# Start of MATERIALS PROVIDED

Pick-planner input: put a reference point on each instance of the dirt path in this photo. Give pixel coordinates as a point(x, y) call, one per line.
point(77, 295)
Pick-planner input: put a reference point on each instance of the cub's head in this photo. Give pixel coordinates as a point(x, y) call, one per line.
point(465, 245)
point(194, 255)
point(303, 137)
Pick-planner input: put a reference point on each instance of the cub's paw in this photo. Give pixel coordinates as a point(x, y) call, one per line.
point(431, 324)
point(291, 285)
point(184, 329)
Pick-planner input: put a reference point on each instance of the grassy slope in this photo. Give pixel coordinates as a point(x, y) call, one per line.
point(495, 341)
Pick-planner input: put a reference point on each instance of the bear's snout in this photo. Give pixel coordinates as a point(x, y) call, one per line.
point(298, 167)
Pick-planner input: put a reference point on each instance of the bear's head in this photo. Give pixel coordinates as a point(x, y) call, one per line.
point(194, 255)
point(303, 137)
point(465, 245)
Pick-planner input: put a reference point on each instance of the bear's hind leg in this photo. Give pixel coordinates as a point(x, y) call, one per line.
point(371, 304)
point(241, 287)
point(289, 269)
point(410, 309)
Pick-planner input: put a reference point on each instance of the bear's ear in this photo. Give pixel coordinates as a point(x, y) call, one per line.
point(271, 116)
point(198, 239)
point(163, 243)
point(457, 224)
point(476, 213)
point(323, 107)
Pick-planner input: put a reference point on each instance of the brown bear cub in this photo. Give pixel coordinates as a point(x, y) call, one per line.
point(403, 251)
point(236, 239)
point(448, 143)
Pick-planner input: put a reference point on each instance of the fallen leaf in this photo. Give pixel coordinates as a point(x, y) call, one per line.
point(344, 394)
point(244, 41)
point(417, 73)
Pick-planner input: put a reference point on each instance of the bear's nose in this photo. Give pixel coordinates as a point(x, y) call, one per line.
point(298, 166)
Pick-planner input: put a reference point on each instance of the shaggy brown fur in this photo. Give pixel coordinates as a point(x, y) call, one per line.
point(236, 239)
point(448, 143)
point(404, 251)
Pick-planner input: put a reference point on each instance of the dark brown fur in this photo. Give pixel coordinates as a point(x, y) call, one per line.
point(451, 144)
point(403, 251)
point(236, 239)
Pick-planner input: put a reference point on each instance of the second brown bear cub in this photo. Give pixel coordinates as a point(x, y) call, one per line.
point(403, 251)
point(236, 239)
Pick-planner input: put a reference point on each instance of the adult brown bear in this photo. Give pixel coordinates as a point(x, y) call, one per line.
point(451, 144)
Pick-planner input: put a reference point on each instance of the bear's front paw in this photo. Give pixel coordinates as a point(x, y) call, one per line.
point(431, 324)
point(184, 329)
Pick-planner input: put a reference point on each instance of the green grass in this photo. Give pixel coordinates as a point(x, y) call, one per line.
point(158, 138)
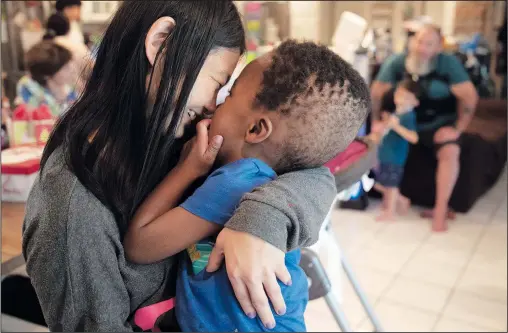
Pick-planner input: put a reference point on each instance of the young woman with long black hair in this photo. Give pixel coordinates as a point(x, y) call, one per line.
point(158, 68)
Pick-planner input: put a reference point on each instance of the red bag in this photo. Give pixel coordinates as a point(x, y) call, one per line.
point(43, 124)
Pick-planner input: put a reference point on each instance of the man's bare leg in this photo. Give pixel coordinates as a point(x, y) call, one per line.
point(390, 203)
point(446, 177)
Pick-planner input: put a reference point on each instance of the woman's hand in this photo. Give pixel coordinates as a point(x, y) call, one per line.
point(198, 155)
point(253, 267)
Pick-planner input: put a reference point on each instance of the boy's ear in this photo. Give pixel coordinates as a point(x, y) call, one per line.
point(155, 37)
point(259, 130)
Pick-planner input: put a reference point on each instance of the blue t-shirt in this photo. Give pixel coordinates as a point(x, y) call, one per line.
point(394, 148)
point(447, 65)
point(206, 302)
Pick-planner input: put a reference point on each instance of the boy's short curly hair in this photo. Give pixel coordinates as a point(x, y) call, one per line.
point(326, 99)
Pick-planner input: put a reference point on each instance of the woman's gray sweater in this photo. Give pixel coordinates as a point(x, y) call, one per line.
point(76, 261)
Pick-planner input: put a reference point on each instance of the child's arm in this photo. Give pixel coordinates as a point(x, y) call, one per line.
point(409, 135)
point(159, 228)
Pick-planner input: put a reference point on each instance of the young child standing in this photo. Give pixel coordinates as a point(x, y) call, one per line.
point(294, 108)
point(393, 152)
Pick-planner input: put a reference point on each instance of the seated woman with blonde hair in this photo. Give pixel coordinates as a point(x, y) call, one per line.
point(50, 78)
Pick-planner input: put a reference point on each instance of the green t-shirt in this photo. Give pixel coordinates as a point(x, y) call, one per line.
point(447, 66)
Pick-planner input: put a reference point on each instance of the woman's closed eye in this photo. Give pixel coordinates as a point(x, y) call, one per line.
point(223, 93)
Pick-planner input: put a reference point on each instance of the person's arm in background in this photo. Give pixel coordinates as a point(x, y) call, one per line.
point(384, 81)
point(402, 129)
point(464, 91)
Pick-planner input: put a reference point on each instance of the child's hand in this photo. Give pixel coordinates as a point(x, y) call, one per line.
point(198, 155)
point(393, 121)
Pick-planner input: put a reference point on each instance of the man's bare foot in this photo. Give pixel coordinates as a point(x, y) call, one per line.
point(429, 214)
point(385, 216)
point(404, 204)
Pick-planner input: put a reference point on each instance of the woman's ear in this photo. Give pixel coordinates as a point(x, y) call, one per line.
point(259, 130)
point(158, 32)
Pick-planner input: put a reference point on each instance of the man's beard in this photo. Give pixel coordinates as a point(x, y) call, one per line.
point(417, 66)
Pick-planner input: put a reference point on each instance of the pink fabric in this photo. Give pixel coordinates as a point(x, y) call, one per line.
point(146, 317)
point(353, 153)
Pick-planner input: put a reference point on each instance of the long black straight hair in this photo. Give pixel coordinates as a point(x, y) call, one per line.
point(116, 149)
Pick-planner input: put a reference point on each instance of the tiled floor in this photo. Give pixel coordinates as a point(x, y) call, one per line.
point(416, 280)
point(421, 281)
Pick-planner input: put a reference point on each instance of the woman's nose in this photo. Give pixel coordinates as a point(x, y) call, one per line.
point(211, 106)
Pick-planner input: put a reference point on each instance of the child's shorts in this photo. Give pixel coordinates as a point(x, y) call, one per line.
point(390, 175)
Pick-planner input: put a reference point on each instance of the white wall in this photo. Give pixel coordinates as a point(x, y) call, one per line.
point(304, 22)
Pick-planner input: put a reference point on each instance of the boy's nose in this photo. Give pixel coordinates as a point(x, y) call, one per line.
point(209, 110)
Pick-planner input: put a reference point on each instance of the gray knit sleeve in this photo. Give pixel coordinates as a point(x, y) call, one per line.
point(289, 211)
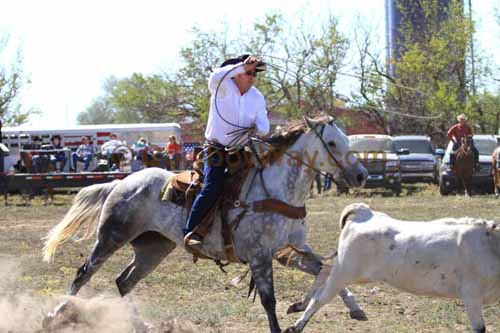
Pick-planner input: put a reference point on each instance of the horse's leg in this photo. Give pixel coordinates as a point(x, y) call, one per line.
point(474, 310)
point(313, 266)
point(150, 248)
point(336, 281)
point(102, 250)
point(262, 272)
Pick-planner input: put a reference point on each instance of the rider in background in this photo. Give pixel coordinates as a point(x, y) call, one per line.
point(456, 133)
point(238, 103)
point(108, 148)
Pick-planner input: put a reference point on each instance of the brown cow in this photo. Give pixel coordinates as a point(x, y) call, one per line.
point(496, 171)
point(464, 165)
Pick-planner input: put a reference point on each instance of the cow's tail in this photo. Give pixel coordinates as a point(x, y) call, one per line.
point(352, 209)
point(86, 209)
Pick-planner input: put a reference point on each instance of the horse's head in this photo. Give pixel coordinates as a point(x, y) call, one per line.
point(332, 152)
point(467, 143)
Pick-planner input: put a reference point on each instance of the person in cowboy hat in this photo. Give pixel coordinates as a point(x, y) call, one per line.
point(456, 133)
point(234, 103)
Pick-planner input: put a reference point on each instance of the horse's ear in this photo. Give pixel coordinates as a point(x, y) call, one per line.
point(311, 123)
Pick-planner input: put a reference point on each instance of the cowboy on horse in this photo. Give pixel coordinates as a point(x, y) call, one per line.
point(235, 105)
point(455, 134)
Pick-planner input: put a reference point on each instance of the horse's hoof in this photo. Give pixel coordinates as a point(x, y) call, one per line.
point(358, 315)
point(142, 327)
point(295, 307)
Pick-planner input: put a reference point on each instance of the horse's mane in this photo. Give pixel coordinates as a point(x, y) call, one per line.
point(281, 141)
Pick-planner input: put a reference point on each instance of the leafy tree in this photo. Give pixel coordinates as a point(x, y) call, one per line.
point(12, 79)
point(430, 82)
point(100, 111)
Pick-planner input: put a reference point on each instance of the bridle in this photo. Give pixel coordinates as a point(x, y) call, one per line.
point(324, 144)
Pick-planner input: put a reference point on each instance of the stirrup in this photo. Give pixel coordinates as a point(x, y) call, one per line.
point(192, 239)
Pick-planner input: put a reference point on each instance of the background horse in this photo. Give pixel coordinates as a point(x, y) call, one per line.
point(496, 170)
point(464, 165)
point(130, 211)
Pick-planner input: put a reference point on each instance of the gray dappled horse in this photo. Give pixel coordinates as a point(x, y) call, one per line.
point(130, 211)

# End of MATERIALS PROVIDED
# Start of MATERIALS PROVIDED

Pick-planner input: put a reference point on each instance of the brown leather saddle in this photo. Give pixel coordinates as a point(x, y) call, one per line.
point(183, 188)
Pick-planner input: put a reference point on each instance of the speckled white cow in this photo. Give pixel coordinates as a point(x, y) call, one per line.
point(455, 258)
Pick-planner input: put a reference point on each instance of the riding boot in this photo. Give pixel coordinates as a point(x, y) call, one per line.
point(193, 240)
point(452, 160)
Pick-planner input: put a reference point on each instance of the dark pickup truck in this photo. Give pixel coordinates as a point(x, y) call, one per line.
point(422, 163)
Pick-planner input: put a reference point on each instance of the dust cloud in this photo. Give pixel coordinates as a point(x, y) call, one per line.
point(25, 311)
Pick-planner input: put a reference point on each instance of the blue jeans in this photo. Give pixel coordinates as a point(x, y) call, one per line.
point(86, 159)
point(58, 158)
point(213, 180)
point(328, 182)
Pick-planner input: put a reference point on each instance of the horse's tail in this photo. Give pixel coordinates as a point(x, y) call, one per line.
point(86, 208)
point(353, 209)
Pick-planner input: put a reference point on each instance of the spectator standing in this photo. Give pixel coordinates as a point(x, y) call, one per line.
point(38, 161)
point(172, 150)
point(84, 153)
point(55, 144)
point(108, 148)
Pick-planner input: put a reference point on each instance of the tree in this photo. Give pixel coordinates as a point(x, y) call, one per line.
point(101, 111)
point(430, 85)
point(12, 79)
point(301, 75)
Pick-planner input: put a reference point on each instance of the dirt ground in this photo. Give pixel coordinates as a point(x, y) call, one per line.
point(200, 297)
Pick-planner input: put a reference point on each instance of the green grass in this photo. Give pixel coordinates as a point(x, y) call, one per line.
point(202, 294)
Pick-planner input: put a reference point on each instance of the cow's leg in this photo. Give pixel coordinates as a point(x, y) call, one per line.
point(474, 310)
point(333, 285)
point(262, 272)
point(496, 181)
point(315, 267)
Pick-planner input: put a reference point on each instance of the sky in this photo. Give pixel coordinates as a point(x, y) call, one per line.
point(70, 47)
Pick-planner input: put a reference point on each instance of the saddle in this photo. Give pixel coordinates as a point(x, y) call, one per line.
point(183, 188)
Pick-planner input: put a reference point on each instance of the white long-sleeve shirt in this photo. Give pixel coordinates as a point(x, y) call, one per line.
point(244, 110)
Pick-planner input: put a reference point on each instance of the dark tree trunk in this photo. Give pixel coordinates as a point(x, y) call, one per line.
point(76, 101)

# End of MATERIALS PROVIDED

# WHAT IS NEEDED:
Locate every line of the material above that contains the word "dirt" and copy each one.

# WORKED SOLUTION:
Pick-planner input: put a reference point on each instance of the dirt path in this photo. Give pixel coordinates as a point(x, y) call, one per line.
Pick-planner input: put a reference point on each instance of the dirt ground in this photo. Give pixel coordinates as a point(x, y) call, one per line.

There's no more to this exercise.